**EXTRAIT DU DOCUMENT:**
══════

Les réformes majeures telles que la refondation de l’État ; la relecture de la charte des partis politiques ; la révision de la constitution et celle du code électoral telles que prévues dans le document du dialogue national inclusif (DNI), ne pourront être aucunement menées à bien sans la participation effective de tout le corps social, notamment : les partis politiques, les syndicats et des mouvements de la société civile. Pour aller vite à ces questions urgentes et prioritaires, l’humilité ; la transparence et l’écoute active doivent être privilégiées par les  dirigeants de la transition afin que, sur la base d’une concertation avec les syndicats et les partis politiques, un pacte de stabilité social puisse être établi.

La conduite des réformes politiques et institutionnelles, la reconquête de la souveraineté nationale, l’instauration d’une gouvernance vertueuse respectueusedu bien public, étaient entre autres les missions confiées à la transition pour les 18 prochains mois. Aujourd’hui, trois mois après, la mise en place du CNT, dernier organe de la transition, cela nous donne l’occasion d’analyser, la pertinence, la crédibilité et la sincérité des actions entreprises, les perspectives, la volonté politique des nouvelles autorités à rompre avec les vieilles pratiques dans le cadre du processus de relèvement du Mali, dit Mali kura.

══════

**LIGNES ENREGISTRÉES:**
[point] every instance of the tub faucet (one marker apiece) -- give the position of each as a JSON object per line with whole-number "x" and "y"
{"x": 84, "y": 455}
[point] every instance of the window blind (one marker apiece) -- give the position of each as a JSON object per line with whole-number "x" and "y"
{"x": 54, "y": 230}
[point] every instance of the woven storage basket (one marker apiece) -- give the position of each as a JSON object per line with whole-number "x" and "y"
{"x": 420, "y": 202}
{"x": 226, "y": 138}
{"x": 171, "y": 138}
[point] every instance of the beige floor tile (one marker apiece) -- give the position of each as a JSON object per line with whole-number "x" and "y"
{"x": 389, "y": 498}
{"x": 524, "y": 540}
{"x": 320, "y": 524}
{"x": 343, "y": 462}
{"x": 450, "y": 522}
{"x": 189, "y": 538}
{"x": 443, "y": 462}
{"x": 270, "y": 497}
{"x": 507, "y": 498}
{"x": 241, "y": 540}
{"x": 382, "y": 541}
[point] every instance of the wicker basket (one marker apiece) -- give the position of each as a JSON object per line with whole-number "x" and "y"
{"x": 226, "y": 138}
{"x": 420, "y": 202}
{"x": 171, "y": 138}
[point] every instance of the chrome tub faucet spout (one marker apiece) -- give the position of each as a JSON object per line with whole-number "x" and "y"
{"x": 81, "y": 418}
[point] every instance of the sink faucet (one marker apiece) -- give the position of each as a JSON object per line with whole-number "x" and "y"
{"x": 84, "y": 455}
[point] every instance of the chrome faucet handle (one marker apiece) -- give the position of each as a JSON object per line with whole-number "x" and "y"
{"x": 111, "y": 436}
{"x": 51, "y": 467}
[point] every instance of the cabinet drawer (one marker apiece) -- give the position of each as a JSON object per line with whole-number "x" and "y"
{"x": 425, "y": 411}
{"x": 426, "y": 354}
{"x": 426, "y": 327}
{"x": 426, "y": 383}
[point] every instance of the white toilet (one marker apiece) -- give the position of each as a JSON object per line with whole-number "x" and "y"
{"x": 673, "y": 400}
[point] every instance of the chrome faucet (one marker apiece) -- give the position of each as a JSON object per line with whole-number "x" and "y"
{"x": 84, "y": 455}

══════

**CONSIGNE DE TRAVAIL:** Recopiez sans rien changer tout ce qui va de « La conduite des » jusqu'à « dit Mali kura. » dans l'extrait sur la transition. Les lignes ci-dessus n'ont aucun lien avec l'extrait sur la transition.

**CORRIGÉ:**
La conduite des réformes politiques et institutionnelles, la reconquête de la souveraineté nationale, l’instauration d’une gouvernance vertueuse respectueusedu bien public, étaient entre autres les missions confiées à la transition pour les 18 prochains mois. Aujourd’hui, trois mois après, la mise en place du CNT, dernier organe de la transition, cela nous donne l’occasion d’analyser, la pertinence, la crédibilité et la sincérité des actions entreprises, les perspectives, la volonté politique des nouvelles autorités à rompre avec les vieilles pratiques dans le cadre du processus de relèvement du Mali, dit Mali kura.